- Born: August 15, 1916 Hartford, Connecticut, US
- Died: June 16, 2010 (aged 93) Farmington, Connecticut
- Education: University of Chicago University of Wisconsin (BLS) Hampton University (BS)
- Occupation: Librarian
- Employer: University of Washington Information School

= Spencer Shaw =

American librarian

Spencer Gilbert Shaw (August 15, 1916 – June 16, 2010) was an American librarian and educator specializing in library services to children. He taught at the Information School of the University of Washington (1970–1986) and served as president of the Association for Library Services to Children (1975–1976).

* _Task list_
1 > Duplicate the Spencer Shaw profile word for word, starting with "- Born: August" and going on through "to Children (1975–1976).".
2 > For each statement below, answer yes or no according to the Spencer Shaw profile, and quote the words of the profile that decide it.
(a) Shaw died in Farmington, Connecticut.
(b) Shaw taught at the Information School of the University of Washington until 1990.
(c) Shaw was president of the Association for Library Services to Children.

* _Dataset_
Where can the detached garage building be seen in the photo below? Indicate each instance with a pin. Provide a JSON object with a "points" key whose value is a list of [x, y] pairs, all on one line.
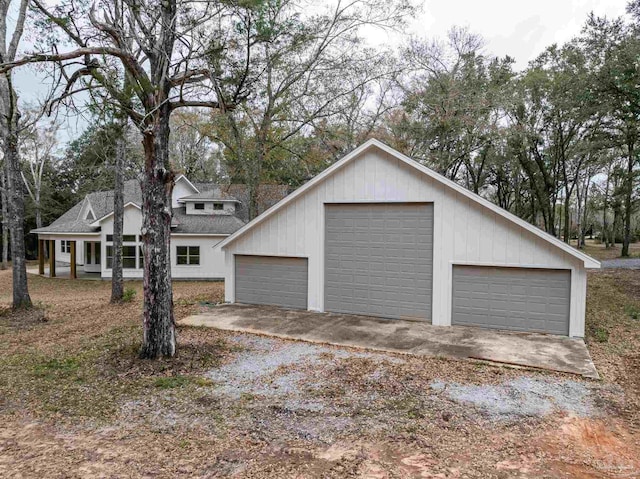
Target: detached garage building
{"points": [[379, 234]]}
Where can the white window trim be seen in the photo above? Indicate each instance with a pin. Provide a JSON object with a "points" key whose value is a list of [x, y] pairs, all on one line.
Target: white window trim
{"points": [[200, 250]]}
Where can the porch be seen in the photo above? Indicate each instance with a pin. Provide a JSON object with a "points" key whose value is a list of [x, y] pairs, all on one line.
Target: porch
{"points": [[64, 272], [80, 255]]}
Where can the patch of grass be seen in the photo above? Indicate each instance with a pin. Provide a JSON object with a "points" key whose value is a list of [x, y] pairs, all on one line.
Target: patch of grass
{"points": [[632, 311], [172, 382], [128, 295], [601, 335], [55, 368]]}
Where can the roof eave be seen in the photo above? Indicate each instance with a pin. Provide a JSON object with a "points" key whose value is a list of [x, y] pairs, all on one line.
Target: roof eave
{"points": [[587, 260]]}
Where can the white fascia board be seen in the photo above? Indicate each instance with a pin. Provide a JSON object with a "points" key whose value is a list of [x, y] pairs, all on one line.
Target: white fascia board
{"points": [[588, 261], [182, 177]]}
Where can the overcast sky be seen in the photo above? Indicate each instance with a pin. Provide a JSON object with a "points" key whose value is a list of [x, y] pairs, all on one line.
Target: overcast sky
{"points": [[519, 28]]}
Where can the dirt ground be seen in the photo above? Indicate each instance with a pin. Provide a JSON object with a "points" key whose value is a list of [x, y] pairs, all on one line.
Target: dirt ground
{"points": [[75, 401]]}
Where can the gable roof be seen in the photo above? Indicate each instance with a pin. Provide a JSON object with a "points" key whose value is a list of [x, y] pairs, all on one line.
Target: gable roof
{"points": [[216, 194], [184, 178], [589, 262]]}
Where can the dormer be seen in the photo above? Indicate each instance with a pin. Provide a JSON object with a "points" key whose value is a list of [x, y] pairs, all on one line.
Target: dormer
{"points": [[209, 203], [182, 188]]}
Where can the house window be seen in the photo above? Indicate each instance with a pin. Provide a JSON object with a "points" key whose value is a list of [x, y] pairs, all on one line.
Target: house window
{"points": [[128, 257], [188, 255], [125, 238], [65, 246]]}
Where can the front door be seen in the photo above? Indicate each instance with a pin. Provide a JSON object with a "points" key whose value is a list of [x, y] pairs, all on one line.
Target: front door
{"points": [[92, 256]]}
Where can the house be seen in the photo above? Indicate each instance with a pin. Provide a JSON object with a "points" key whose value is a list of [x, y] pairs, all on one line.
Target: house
{"points": [[203, 215], [379, 234]]}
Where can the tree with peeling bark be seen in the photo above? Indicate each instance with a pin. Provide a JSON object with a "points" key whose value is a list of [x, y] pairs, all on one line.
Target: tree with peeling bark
{"points": [[117, 287], [4, 260], [9, 129], [161, 47]]}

* _Solutions to the tasks_
1 >
- Born: August 15, 1916 Hartford, Connecticut, US
- Died: June 16, 2010 (aged 93) Farmington, Connecticut
- Education: University of Chicago University of Wisconsin (BLS) Hampton University (BS)
- Occupation: Librarian
- Employer: University of Washington Information School

= Spencer Shaw =

American librarian

Spencer Gilbert Shaw (August 15, 1916 – June 16, 2010) was an American librarian and educator specializing in library services to children. He taught at the Information School of the University of Washington (1970–1986) and served as president of the Association for Library Services to Children (1975–1976).

2 >
(a) Yes: "Died: June 16, 2010 (aged 93) Farmington, Connecticut"
(b) No: "He taught at the Information School of the University of Washington (1970–1986)"
(c) Yes: "served as president of the Association for Library Services to Children (1975–1976)"